**Data shown**

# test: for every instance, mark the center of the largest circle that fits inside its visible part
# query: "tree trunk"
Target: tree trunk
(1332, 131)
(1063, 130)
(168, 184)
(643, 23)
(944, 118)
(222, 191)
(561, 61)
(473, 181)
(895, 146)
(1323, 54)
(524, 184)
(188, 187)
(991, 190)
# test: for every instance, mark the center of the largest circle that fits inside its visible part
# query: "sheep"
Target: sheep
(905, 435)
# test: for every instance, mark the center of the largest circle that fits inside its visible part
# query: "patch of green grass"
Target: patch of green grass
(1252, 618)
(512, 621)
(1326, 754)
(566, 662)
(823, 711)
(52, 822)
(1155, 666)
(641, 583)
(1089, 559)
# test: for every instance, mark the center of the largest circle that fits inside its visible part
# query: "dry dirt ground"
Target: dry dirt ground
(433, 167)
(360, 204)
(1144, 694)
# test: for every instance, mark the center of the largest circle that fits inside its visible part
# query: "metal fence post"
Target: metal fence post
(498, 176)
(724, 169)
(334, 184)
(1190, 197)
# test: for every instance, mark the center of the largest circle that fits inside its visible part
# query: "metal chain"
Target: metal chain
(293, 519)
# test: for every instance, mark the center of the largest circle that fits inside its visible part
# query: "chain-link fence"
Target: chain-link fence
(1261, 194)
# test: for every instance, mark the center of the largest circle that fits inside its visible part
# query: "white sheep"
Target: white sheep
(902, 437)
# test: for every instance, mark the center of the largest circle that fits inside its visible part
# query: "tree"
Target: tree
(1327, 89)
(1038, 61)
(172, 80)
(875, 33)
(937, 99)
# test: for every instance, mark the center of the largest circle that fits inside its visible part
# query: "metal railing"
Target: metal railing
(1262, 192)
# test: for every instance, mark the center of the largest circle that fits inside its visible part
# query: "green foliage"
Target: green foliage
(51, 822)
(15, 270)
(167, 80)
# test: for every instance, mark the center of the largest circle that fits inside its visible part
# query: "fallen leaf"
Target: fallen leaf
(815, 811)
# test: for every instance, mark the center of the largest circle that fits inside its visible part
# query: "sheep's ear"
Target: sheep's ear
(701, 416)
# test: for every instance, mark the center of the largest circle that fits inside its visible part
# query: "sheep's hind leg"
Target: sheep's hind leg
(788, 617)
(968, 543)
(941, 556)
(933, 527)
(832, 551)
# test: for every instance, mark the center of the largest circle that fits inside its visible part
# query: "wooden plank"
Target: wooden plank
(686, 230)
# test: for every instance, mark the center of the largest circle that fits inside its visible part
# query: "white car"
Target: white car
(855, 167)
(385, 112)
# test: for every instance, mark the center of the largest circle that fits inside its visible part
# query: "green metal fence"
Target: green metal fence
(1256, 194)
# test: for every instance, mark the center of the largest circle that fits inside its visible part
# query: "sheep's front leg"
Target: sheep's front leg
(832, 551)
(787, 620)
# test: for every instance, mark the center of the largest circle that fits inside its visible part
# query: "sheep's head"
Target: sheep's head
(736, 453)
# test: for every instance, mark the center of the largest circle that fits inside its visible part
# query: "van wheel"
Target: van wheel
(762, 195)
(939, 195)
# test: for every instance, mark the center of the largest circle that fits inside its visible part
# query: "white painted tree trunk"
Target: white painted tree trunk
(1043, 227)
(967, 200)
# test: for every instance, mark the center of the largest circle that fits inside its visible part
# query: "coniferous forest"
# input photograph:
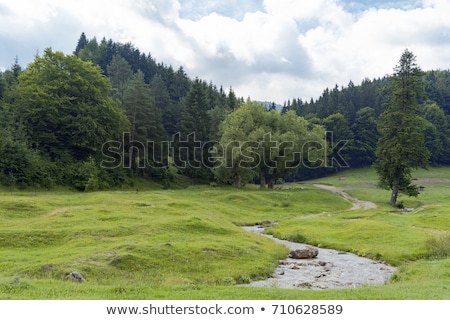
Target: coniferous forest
(107, 114)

**Instructions for the task**
Should a picture appear among the entries, skip it and copy the rest exactly.

**Solution to the problem**
# test: for every instance, mark the center of the largest circle that fits inside its visible part
# query: "tree trunk"
Target: tree trunk
(1332, 131)
(1063, 130)
(168, 184)
(643, 23)
(944, 118)
(222, 191)
(561, 61)
(473, 181)
(895, 146)
(1323, 54)
(524, 184)
(188, 187)
(991, 190)
# test: for every instance, mark the center of the largest circle that fits inside its visible part
# query: "sheep"
Target: sheep
(905, 435)
# test: for every instance, mark the center of the largest circle that fits inside its visible part
# query: "patch of green grass"
Target: patch of green grass
(1252, 618)
(512, 621)
(1326, 754)
(566, 662)
(823, 711)
(52, 822)
(1155, 666)
(641, 583)
(1089, 559)
# test: for every instance, mark the center of the largest circle that fits inside its visible part
# query: "dry dirt ground"
Target: dry dirt ground
(433, 167)
(360, 204)
(1144, 694)
# test: for every instance, mark the center of the largest circle that fits inside its visible part
# query: "metal fence post"
Target: metal fence post
(498, 176)
(724, 169)
(334, 184)
(1190, 197)
# test: for every instance, mark the center of the largest circle that fits inside its visible part
# query: "metal chain"
Target: metal chain
(293, 519)
# test: for every instance, mark the center of the largest circle that fits inside its visible part
# query: "chain-link fence"
Target: chain-link fence
(1261, 194)
# test: for every instance, mark the center of the largest circle that fits inside its visible part
# query: "white sheep"
Target: white sheep
(902, 437)
# test: for every instance, mark the center of the largest circle that fits inside its visible part
# query: "tree"
Target: tree
(1327, 89)
(1038, 61)
(172, 80)
(875, 33)
(937, 99)
# test: for every instance, mark the center of the largest circle that fits inside its visible part
# query: "metal railing"
Target: metal railing
(1262, 192)
# test: for every instance, mark the center of the largest circle that fits inside its visible part
# query: "green foliage"
Target: green foliage
(51, 822)
(15, 270)
(167, 80)
# test: for every instance, mark the center of the largest circle that fits inside its visible part
# query: "fallen leaf"
Target: fallen leaf
(815, 811)
# test: for every instance, mark the center of the largest circle that fits inside its visible part
# query: "sheep's ear"
Target: sheep's ear
(701, 416)
# test: for every instance, mark the center of the largest circle that fits inside its visible part
# query: "sheep's hind leg"
Target: sheep's hind leg
(788, 617)
(968, 543)
(941, 556)
(933, 527)
(832, 551)
# test: for every instance, mark the center of the largest circle that fits inside its visible part
# query: "wooden plank"
Target: wooden plank
(686, 230)
# test: for every instance, mark the center of the largest circle that fits inside its visible part
# query: "white car"
Target: white car
(855, 167)
(385, 112)
# test: for every instance, mark the center of the largest circle that fits inside its visible part
# query: "green metal fence"
Target: green metal fence
(1256, 194)
# test: for every instance, mark the center of the largest circle that fits inside its visible part
# query: "sheep's front leg"
Target: sheep's front leg
(832, 551)
(787, 620)
# test: for every instance, mark the center of the largest circle that fits inside its visible part
# query: "sheep's head"
Target: sheep's head
(736, 453)
# test: for every instance, mark the center of the largest circle that fits inside its visible part
# query: "van wheel"
Target: van wheel
(762, 195)
(939, 195)
# test: for every instance, mark the center of the largest circle that fits inside its visible part
# query: "white painted tree trunk"
Target: white painted tree trunk
(1043, 227)
(967, 200)
# test: for every instance, mark the center of the largest circle that fits inside its visible part
# query: "coniferous forest"
# input photograph:
Target: coniferous forest
(107, 114)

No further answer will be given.